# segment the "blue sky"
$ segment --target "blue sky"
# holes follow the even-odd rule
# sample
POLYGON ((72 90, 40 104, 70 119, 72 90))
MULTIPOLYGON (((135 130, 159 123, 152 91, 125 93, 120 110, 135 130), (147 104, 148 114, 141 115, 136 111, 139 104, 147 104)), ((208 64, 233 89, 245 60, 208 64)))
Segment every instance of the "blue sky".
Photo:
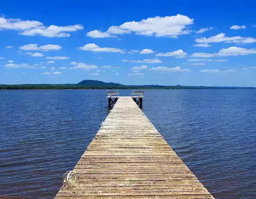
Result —
POLYGON ((1 1, 0 83, 256 87, 254 1, 1 1))

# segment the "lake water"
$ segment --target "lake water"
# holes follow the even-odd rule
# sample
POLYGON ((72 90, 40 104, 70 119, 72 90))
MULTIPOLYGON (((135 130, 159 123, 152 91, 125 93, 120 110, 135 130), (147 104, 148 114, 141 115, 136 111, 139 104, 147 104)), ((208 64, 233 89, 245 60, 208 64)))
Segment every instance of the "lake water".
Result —
MULTIPOLYGON (((108 115, 106 95, 0 91, 0 198, 54 198, 108 115)), ((256 198, 256 90, 144 96, 146 115, 215 198, 256 198)))

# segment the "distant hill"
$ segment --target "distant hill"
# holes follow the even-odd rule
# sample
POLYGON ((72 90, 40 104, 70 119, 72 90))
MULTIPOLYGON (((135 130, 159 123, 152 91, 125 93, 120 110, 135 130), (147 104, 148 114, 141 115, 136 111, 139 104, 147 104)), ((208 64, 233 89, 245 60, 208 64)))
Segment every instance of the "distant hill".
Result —
POLYGON ((78 86, 124 86, 124 85, 120 83, 114 83, 113 82, 106 83, 101 81, 97 80, 83 80, 78 83, 76 84, 78 86))

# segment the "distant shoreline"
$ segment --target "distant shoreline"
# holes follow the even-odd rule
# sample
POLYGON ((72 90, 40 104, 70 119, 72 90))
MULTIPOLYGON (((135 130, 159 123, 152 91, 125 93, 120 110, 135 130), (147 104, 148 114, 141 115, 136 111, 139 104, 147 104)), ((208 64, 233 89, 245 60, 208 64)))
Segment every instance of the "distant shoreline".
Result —
POLYGON ((0 85, 0 90, 239 90, 239 89, 256 89, 254 87, 222 87, 218 86, 165 86, 159 87, 83 87, 79 86, 71 87, 61 87, 59 86, 50 87, 37 87, 31 86, 19 86, 18 85, 6 85, 3 86, 0 85))

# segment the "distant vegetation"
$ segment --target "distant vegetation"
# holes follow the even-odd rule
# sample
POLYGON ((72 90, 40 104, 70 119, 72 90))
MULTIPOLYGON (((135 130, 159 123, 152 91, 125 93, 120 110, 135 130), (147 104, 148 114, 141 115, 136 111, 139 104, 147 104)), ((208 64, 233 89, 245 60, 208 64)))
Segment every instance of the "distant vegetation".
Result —
POLYGON ((253 87, 225 87, 219 86, 192 86, 144 85, 127 86, 113 82, 106 83, 94 80, 83 80, 77 83, 67 84, 0 85, 0 90, 38 89, 256 89, 253 87))

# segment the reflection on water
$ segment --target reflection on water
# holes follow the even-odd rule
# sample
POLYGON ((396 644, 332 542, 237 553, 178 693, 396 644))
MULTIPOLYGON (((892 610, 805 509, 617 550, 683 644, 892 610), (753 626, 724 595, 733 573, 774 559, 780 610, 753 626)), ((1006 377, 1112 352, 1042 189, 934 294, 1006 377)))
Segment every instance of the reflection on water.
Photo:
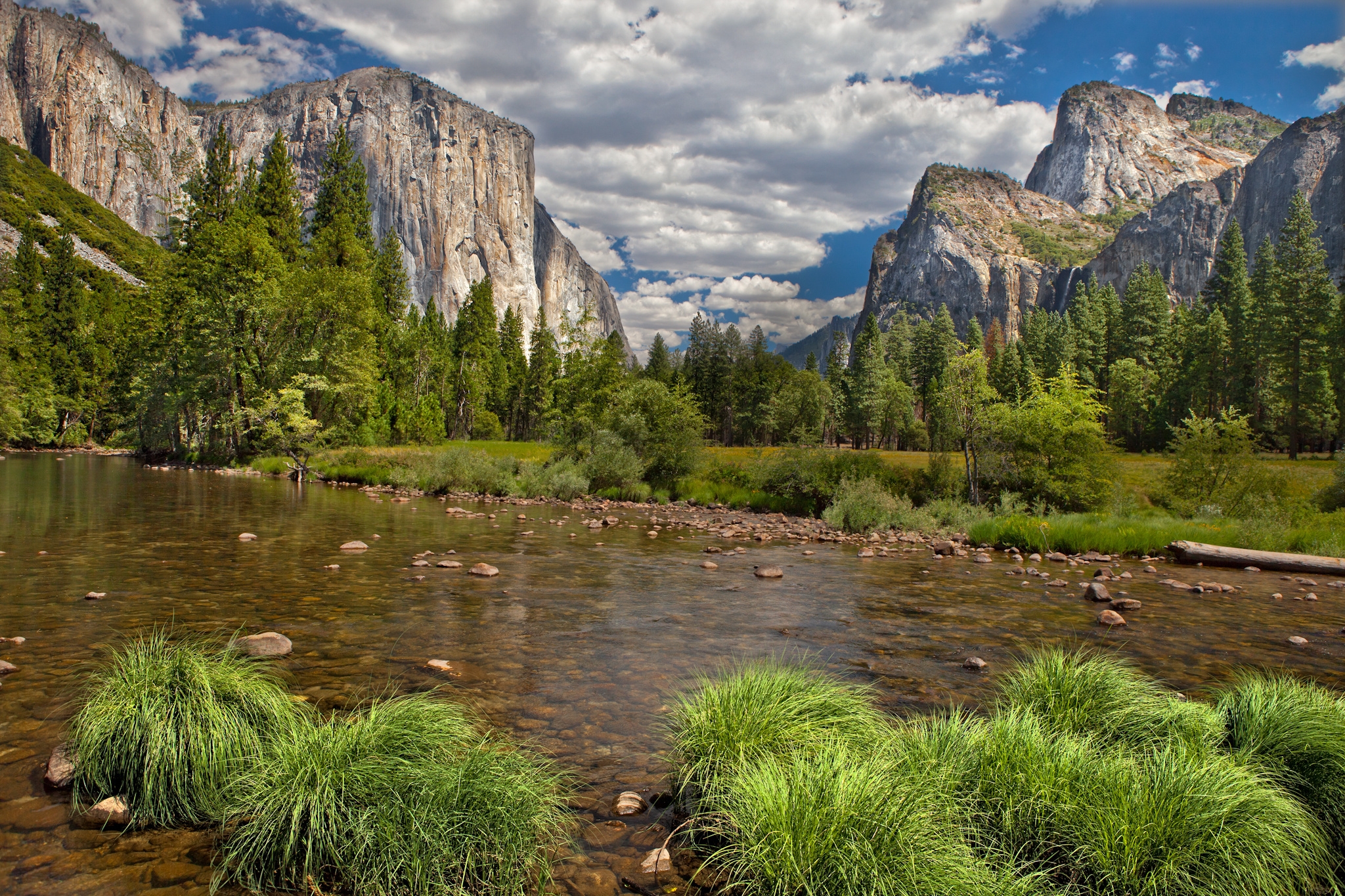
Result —
MULTIPOLYGON (((203 834, 109 840, 71 830, 63 798, 42 790, 74 673, 98 645, 141 626, 282 631, 295 653, 277 666, 323 708, 393 681, 444 685, 573 770, 590 798, 576 803, 590 809, 581 818, 597 821, 617 793, 660 789, 670 689, 733 658, 810 654, 872 681, 884 704, 904 712, 986 699, 1014 653, 1038 643, 1115 645, 1180 689, 1248 664, 1337 685, 1345 656, 1345 591, 1315 587, 1319 600, 1295 600, 1302 586, 1274 574, 1201 571, 1186 578, 1243 591, 1189 595, 1123 562, 1135 580, 1111 584, 1143 609, 1124 614, 1128 627, 1106 631, 1075 587, 1095 567, 1065 570, 1071 590, 1063 591, 1021 584, 1006 575, 1003 555, 990 564, 932 560, 924 551, 859 560, 853 548, 814 545, 816 553, 803 556, 781 544, 717 556, 720 568, 706 571, 699 549, 713 536, 678 529, 648 539, 647 527, 624 525, 642 519, 636 510, 615 512, 621 527, 589 531, 578 525, 584 513, 568 506, 475 508, 499 510, 496 520, 453 519, 444 506, 432 497, 393 502, 284 480, 149 470, 128 458, 11 454, 0 462, 0 637, 27 638, 0 645, 0 658, 19 666, 0 686, 0 889, 204 889, 203 834), (529 519, 518 520, 521 512, 529 519), (566 525, 549 523, 564 514, 566 525), (258 537, 239 541, 241 532, 258 537), (339 551, 352 539, 370 549, 339 551), (463 570, 410 566, 417 553, 449 549, 463 570), (500 574, 468 576, 479 560, 500 574), (784 568, 783 580, 752 575, 767 562, 784 568), (85 600, 89 591, 106 598, 85 600), (1290 635, 1309 643, 1294 647, 1290 635), (962 668, 968 656, 989 661, 986 674, 962 668), (425 669, 432 658, 461 674, 425 669)), ((648 849, 642 827, 656 819, 654 811, 613 842, 588 844, 590 862, 625 873, 648 849)))

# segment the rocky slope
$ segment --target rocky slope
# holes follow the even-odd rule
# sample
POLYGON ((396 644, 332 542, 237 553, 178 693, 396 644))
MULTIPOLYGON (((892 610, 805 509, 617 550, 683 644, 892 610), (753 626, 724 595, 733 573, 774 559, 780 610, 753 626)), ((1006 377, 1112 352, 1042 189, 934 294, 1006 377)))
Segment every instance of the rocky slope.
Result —
POLYGON ((362 69, 195 114, 97 26, 0 0, 0 136, 143 234, 164 230, 219 122, 243 163, 282 130, 305 206, 327 142, 346 125, 369 173, 375 232, 401 238, 418 304, 452 317, 490 274, 499 308, 529 324, 543 302, 555 326, 586 300, 596 333, 621 329, 603 278, 537 204, 533 134, 424 78, 362 69))
POLYGON ((1275 238, 1289 201, 1303 192, 1318 220, 1332 277, 1345 277, 1345 111, 1301 118, 1271 140, 1245 171, 1231 169, 1208 184, 1185 184, 1151 211, 1132 218, 1116 240, 1089 262, 1099 281, 1124 290, 1141 262, 1163 271, 1174 298, 1192 302, 1215 263, 1228 222, 1237 219, 1251 258, 1275 238))
POLYGON ((1052 142, 1037 156, 1028 189, 1089 215, 1124 201, 1149 204, 1192 180, 1213 180, 1251 156, 1206 144, 1170 118, 1153 97, 1106 81, 1076 85, 1060 98, 1052 142))
POLYGON ((1018 332, 1030 306, 1059 309, 1073 267, 1111 232, 1071 206, 1024 188, 999 172, 931 165, 907 219, 878 238, 859 324, 905 312, 931 317, 948 305, 959 332, 972 317, 1018 332))
POLYGON ((1167 117, 1185 121, 1186 133, 1197 140, 1254 157, 1289 126, 1279 118, 1240 102, 1189 93, 1171 95, 1167 101, 1167 117))

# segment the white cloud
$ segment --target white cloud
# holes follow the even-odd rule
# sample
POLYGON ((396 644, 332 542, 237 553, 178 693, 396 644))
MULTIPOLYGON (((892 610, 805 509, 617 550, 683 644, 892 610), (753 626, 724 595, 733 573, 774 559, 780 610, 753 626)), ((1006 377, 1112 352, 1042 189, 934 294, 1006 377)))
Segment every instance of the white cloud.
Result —
POLYGON ((325 47, 269 28, 230 31, 225 38, 196 32, 191 47, 190 60, 155 71, 160 83, 180 95, 246 99, 276 85, 332 74, 332 56, 325 47))
POLYGON ((588 227, 572 224, 561 218, 551 218, 551 220, 555 222, 555 228, 561 231, 561 235, 574 243, 584 261, 592 265, 599 273, 625 267, 625 262, 621 261, 620 254, 612 249, 612 243, 616 240, 611 236, 600 234, 596 230, 589 230, 588 227))
MULTIPOLYGON (((1345 38, 1332 43, 1314 43, 1284 52, 1286 66, 1325 66, 1345 74, 1345 38)), ((1318 109, 1334 109, 1345 102, 1345 79, 1330 85, 1317 97, 1318 109)))
POLYGON ((818 263, 933 161, 1025 176, 1046 109, 904 78, 1093 0, 281 3, 526 125, 542 201, 635 267, 729 277, 818 263))
MULTIPOLYGON (((1217 81, 1178 81, 1173 85, 1171 93, 1193 93, 1197 97, 1208 97, 1210 87, 1217 87, 1217 81)), ((1171 94, 1169 94, 1171 95, 1171 94)), ((1166 105, 1166 103, 1165 103, 1166 105)))
POLYGON ((51 5, 97 21, 118 50, 137 59, 180 47, 186 23, 200 19, 196 0, 52 0, 51 5))

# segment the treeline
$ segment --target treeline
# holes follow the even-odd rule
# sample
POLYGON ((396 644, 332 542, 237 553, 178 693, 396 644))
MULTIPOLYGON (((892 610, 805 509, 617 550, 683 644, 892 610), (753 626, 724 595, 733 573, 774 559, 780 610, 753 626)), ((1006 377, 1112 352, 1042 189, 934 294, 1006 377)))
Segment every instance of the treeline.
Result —
MULTIPOLYGON (((0 438, 300 463, 321 445, 545 438, 586 453, 623 426, 627 447, 651 438, 613 419, 632 414, 616 400, 629 379, 619 334, 592 339, 581 317, 557 339, 543 313, 525 339, 488 279, 453 325, 420 312, 397 236, 375 243, 344 129, 307 223, 295 184, 280 133, 241 167, 221 129, 144 289, 73 259, 70 234, 50 234, 42 258, 43 227, 30 227, 0 267, 0 438)), ((679 400, 694 414, 658 384, 639 400, 662 419, 679 419, 679 400)))

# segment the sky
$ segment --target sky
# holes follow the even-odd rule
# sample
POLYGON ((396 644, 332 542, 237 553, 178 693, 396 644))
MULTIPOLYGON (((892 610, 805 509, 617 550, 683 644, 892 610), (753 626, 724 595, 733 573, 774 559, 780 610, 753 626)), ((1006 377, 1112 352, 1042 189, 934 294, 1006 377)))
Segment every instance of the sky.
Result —
MULTIPOLYGON (((51 0, 44 0, 50 3, 51 0)), ((1083 81, 1345 102, 1341 3, 56 0, 175 93, 398 66, 537 137, 537 197, 632 348, 697 313, 787 345, 859 310, 931 163, 1022 180, 1083 81)))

To do: Reproduce the lines starting at the one containing "# segment the treeline" and ending at the one containing "MULTIPOLYGON (((0 438, 300", swapping "treeline" for "forest edge" and leaving all else unchanged.

Output below:
# segment the forest edge
$ segment --target forest edge
# holes follow the even-odd rule
# sample
POLYGON ((396 644, 332 542, 237 553, 178 693, 396 644))
MULTIPOLYGON (((892 610, 805 509, 617 550, 683 644, 892 610), (753 626, 724 595, 733 573, 774 559, 780 610, 753 626)), ((1006 377, 1112 352, 1042 189, 934 294, 1006 377)))
Segment every instance of the forest edge.
Result —
MULTIPOLYGON (((0 438, 300 463, 321 445, 545 438, 586 453, 623 426, 627 447, 651 438, 613 419, 632 414, 616 400, 629 379, 619 334, 592 339, 581 317, 557 339, 543 313, 525 339, 488 279, 453 325, 420 312, 397 236, 375 243, 344 129, 307 223, 295 184, 280 133, 241 167, 221 129, 144 289, 73 259, 70 234, 50 234, 42 258, 43 227, 30 227, 0 267, 0 438)), ((679 400, 694 414, 658 384, 639 400, 662 419, 679 419, 679 400)))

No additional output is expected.